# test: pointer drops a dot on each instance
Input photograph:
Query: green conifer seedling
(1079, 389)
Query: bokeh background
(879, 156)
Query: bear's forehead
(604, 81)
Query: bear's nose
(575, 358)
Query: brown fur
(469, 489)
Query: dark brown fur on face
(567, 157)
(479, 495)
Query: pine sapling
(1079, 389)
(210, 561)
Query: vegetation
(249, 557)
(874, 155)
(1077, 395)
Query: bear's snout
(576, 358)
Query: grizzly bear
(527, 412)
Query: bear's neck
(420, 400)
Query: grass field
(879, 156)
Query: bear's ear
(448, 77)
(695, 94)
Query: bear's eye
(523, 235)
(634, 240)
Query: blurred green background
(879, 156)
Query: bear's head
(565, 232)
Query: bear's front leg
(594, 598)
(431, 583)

__What the task requires__. Word for word, print every line above.

__Output below__.
# test: pointer drops a dot on each instance
Input photograph:
Query: green conifer seedling
(1079, 389)
Query: bokeh background
(879, 156)
Query: bear's forehead
(604, 81)
Query: bear's nose
(575, 358)
Query: brown fur
(469, 489)
Query: dark brown fur on face
(567, 157)
(479, 495)
Query: pine sapling
(1079, 389)
(210, 561)
Query: vegetation
(249, 557)
(874, 155)
(1077, 395)
Query: bear's snout
(576, 358)
Query: grizzly bear
(527, 412)
Query: bear's neck
(420, 400)
Query: grass field
(879, 156)
Query: bear's ear
(448, 77)
(695, 94)
Query: bear's eye
(523, 235)
(634, 240)
Query: blurred green background
(879, 156)
Query: bear's head
(565, 232)
Query: bear's front leg
(594, 598)
(431, 583)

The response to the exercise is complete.